- _Problem_
Print out every entry that follows, exactly as written.

- _Data records_
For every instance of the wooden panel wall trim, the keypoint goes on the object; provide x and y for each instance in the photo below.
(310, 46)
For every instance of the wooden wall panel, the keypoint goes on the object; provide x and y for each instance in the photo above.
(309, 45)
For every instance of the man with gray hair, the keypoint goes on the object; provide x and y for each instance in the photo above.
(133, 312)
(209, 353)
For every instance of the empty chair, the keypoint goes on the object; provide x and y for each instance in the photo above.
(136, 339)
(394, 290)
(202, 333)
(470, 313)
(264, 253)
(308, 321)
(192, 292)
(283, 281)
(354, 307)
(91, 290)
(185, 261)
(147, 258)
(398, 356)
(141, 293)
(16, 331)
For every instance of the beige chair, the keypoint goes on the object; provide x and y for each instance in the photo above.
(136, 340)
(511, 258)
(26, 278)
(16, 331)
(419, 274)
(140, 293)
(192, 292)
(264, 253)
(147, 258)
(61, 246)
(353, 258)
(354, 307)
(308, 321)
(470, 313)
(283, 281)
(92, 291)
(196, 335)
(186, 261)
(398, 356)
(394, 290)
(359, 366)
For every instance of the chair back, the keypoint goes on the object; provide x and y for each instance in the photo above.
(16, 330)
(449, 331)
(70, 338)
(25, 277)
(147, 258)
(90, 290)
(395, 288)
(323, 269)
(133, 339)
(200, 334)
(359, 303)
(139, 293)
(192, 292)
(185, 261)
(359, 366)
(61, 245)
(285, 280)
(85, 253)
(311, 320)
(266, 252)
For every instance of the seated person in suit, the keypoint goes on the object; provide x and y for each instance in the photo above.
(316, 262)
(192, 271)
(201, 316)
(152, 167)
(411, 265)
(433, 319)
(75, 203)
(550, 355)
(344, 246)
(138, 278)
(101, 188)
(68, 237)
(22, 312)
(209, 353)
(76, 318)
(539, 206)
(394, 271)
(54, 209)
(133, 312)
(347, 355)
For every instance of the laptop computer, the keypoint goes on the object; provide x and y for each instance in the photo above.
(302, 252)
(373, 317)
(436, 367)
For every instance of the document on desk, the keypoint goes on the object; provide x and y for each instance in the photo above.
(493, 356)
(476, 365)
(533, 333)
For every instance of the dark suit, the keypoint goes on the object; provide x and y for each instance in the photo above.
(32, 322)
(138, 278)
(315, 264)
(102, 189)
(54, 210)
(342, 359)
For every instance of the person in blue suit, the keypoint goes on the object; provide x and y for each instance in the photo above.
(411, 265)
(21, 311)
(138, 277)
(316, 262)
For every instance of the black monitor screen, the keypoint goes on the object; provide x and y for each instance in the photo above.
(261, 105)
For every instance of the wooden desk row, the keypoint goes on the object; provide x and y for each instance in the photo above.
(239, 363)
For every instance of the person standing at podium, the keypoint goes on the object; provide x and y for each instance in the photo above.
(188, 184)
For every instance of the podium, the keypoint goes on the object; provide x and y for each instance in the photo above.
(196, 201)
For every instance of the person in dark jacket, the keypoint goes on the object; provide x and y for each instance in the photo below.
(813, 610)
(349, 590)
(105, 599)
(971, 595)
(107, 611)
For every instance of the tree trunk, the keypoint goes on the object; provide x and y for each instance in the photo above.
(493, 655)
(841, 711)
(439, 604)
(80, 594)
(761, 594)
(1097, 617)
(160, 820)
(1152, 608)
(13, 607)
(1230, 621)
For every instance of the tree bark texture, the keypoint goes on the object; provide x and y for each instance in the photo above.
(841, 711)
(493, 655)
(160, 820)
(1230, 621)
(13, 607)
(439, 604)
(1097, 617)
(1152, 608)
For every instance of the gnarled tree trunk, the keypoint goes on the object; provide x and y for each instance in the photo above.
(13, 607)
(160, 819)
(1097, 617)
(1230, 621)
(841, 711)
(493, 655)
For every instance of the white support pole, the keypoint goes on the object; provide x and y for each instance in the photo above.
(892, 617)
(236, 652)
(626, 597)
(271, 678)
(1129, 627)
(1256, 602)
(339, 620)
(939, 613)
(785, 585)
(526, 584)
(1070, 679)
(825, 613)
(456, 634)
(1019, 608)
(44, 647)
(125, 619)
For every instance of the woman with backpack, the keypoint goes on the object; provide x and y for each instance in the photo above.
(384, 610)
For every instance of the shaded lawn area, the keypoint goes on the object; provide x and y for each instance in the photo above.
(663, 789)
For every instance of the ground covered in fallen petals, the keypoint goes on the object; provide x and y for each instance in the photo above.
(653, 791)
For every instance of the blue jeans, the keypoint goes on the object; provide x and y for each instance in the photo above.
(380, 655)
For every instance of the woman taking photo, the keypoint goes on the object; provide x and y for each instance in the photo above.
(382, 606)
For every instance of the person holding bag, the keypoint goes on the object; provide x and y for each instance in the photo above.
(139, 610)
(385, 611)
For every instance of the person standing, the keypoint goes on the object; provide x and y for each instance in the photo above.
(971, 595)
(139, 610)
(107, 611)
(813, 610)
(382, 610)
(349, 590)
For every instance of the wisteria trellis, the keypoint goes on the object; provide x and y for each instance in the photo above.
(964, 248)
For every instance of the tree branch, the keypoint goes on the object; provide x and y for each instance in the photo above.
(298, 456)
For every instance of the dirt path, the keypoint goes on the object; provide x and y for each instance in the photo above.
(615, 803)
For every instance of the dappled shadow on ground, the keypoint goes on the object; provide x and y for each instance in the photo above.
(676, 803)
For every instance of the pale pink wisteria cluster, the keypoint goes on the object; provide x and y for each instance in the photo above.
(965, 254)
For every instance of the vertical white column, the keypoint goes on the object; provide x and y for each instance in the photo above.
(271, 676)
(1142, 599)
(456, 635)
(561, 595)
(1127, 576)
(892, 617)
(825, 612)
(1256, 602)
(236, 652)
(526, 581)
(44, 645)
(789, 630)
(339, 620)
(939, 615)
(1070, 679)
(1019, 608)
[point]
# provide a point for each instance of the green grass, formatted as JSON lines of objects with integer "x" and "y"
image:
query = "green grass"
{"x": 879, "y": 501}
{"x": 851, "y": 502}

- _Completed exercise_
For every instance of the wooden panel wall trim, the keypoint goes on the object; provide x and y for each instance in the photo below.
(310, 46)
For every instance of the wooden wall panel, the keypoint goes on the object; provide x and y for each instance in the photo above.
(309, 45)
For every instance of the man with gray hair, the keypoint goes on the object; provide x and y for each instance in the photo above.
(133, 312)
(209, 353)
For every instance of the empty chair, the keypoint goes on the object; provide x and y for each instance in the photo above.
(136, 339)
(394, 290)
(202, 333)
(470, 313)
(264, 253)
(308, 321)
(192, 292)
(283, 281)
(354, 307)
(91, 290)
(185, 261)
(147, 258)
(398, 356)
(141, 293)
(16, 331)
For every instance of the beige chair, the keypoint goes on the object; provide x and y for each instance in the photo above.
(136, 340)
(511, 258)
(26, 278)
(16, 331)
(419, 274)
(140, 293)
(192, 292)
(264, 253)
(147, 258)
(61, 246)
(353, 258)
(354, 307)
(308, 321)
(470, 313)
(283, 281)
(92, 291)
(196, 335)
(186, 261)
(398, 356)
(394, 290)
(359, 366)
For every instance of the chair back, the keypoint goes on the object; provide x and y for each instance in the photo above.
(16, 330)
(449, 331)
(70, 338)
(25, 277)
(147, 258)
(90, 290)
(395, 288)
(323, 269)
(133, 339)
(200, 334)
(359, 303)
(139, 293)
(192, 292)
(185, 261)
(359, 366)
(61, 245)
(285, 280)
(85, 253)
(311, 320)
(266, 252)
For every instance of the seated person in suit, the keypoint goes on the object; provide x and y for each instance in the photo above.
(316, 262)
(192, 271)
(201, 316)
(152, 167)
(411, 265)
(433, 319)
(75, 203)
(550, 355)
(344, 246)
(138, 278)
(101, 188)
(68, 237)
(22, 312)
(209, 353)
(76, 318)
(539, 206)
(394, 271)
(54, 209)
(133, 312)
(347, 355)
For every instance of the laptop computer, the keypoint goes on the object; provide x and y for each instance in the photo above.
(302, 252)
(373, 317)
(436, 367)
For every instance of the document on desk, the keypoint goes on the object; provide x and y for each instance in the photo above.
(493, 356)
(476, 365)
(533, 333)
For every instance of the dark suit, the keypoint goes on the object; provide x and y for each instance in the photo above.
(32, 322)
(138, 278)
(315, 264)
(102, 189)
(54, 210)
(342, 359)
For every instance of the person in blue suit, the keypoint goes on the object; provide x and y for each instance in the photo above.
(411, 265)
(21, 311)
(138, 277)
(316, 262)
For every instance of the black monitor screen, the keypoint goes on the object; provide x and y for each instance in the photo above.
(261, 105)
For every instance of the wooden desk row, the keypoint goes on the object; provide x and y for each instance in the photo above.
(239, 363)
For every instance of the person standing at podium, the keypoint goes on the object; provide x and y for each instance in the photo above.
(188, 184)
For every instance of the podium, the keypoint goes on the object; provide x and y for each instance in the photo above.
(196, 201)
For every instance of the person in dark jacket, the keypoint goes on the object; provide x and y for each instance in the photo below.
(813, 610)
(349, 590)
(105, 599)
(971, 595)
(107, 611)
For every instance of the tree trunk, the keypoint goes on the object; provide x and y for each instance in the photo above.
(493, 655)
(841, 711)
(439, 604)
(80, 594)
(761, 594)
(1097, 617)
(160, 820)
(1152, 608)
(13, 607)
(1230, 621)
For every instance of the tree bark texture, the keypoint goes on the object; provide x and y for each instance in the photo above.
(841, 711)
(493, 655)
(160, 820)
(1230, 621)
(13, 607)
(439, 604)
(1097, 617)
(1152, 608)
For every instance of the gnarled tree trunk, the keypoint goes on the object; provide x and y for each instance in the photo above.
(13, 607)
(160, 819)
(1097, 617)
(1230, 621)
(841, 711)
(493, 655)
For every instance of the white support pole, the keypoint goes on the object; provide x and y for each instance in the photo above.
(892, 617)
(236, 652)
(626, 597)
(271, 678)
(1129, 627)
(1256, 602)
(339, 620)
(939, 613)
(785, 585)
(526, 584)
(1070, 679)
(825, 613)
(456, 634)
(1019, 608)
(44, 647)
(125, 619)
For every instance of the woman with backpack, the keypoint goes on the object; provide x and y for each instance in the photo above.
(384, 610)
For every instance of the shaded lawn area, the keypoint goes on the object; provide x and y for each instance in the photo above.
(663, 789)
For every instance of the ground covered in fallen petals, the keypoint goes on the object; provide x and y for each instance in the photo above.
(653, 791)
For every instance of the blue jeans, the keypoint goes on the object; provide x and y for each instance in the photo above.
(380, 655)
For every instance of the woman taking photo, the keypoint goes on the object; provide x and y for each instance in the photo above.
(382, 606)
For every instance of the person holding bag, the keypoint goes on the object; provide x and y for each instance in the photo above.
(139, 610)
(385, 611)
For every instance of the person standing, the keypoint goes on the object; provide x and y for each instance in the photo above.
(971, 595)
(139, 610)
(107, 611)
(813, 610)
(382, 610)
(349, 590)
For every instance of the wisteria trellis, the keypoint goes on the object; provide x and y for each instance in the photo above.
(964, 248)
For every instance of the tree branch, the keypoint goes on the object; provide x and y for each instance in the photo above.
(298, 456)
For every instance of the dirt path, the keypoint goes on the object; provide x and y for each instance in the photo above.
(615, 803)
For every instance of the dappled shadow on ground, the keypoint goes on the object; provide x and y for each instance in the photo above.
(676, 803)
For every instance of the pale pink wisteria cluster, the keypoint goes on the object; provide x and y for each instance in the photo above.
(965, 254)
For every instance of the vertical white column, the keypoint goes on the object; provide x and y for each instance in the photo above.
(271, 676)
(1142, 599)
(456, 635)
(561, 595)
(1127, 576)
(892, 617)
(825, 612)
(1256, 602)
(236, 652)
(526, 581)
(44, 645)
(789, 630)
(339, 620)
(939, 615)
(1070, 679)
(1019, 608)
[point]
# provide a point for each instance of the green grass, formatted as JSON lines of objects with integer "x" and "y"
image:
query = "green grass"
{"x": 879, "y": 501}
{"x": 851, "y": 502}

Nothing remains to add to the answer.